*RECORDS TO USE*:
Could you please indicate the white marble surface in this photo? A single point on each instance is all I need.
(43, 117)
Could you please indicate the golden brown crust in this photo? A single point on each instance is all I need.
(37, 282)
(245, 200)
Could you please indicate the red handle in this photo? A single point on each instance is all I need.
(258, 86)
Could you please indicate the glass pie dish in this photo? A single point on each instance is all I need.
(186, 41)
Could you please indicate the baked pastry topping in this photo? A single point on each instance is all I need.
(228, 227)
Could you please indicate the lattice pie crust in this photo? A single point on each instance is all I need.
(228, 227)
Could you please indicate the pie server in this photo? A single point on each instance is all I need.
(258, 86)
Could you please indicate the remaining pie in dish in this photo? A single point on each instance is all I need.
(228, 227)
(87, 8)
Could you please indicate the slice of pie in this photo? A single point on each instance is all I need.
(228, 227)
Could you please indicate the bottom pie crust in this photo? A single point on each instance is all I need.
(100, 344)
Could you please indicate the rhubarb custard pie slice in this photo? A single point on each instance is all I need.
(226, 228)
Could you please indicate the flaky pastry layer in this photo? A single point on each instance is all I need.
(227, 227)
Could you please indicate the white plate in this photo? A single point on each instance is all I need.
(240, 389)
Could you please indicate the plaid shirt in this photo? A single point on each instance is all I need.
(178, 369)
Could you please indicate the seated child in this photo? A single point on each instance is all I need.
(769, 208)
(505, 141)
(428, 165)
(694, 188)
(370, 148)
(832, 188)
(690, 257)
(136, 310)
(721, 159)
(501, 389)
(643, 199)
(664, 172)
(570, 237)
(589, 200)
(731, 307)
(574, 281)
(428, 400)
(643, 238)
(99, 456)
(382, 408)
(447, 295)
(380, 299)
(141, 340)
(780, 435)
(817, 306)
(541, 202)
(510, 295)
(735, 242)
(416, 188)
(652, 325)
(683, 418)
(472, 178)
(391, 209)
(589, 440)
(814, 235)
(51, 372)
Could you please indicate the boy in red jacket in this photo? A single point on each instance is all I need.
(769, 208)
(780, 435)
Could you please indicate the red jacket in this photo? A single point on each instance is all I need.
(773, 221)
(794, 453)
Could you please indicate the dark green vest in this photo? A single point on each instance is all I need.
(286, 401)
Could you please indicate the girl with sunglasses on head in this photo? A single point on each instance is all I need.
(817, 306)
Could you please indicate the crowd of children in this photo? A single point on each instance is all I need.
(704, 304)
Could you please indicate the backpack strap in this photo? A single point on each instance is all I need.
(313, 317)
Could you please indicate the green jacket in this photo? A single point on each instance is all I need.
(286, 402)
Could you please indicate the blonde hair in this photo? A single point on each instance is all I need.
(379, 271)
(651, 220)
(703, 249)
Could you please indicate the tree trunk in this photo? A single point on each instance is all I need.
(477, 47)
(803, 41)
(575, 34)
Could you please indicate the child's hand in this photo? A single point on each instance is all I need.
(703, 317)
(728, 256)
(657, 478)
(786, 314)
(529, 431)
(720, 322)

*WHAT TO PRODUCE*: Output only the lines running from the line with "Could you please indicate the red jacket" through the final line of the data, inclusive.

*EXPECTED OUTPUT*:
Could you please indicate the red jacket in this photo? A single point on each instance is all I need.
(773, 221)
(794, 453)
Could you please indicate the dark green vest in this photo? A single point on each instance is all I need.
(286, 401)
Could you please indicate the girl with sunglasses on head in this photo? A single point on each instance is all I need.
(817, 306)
Could you please indicate the crowd of children in this photo? A single point on each instance is all I need.
(704, 304)
Could you please indicate the backpack strap in this photo? A single point on each instance is all I need.
(313, 317)
Could you please indicate the green jacket in this photo? A single point on each instance is all I need.
(286, 402)
Could you please indicate the blonde hair in this photo? A single point on each instance is all I need.
(379, 271)
(651, 220)
(703, 249)
Could you please indicate the tree trunk in this photo? A single point on each instance is all I need.
(477, 47)
(803, 41)
(575, 34)
Could you please indicate the child's hand in this photo? A single point on each instance is all I need.
(703, 317)
(728, 256)
(657, 478)
(786, 314)
(529, 431)
(720, 322)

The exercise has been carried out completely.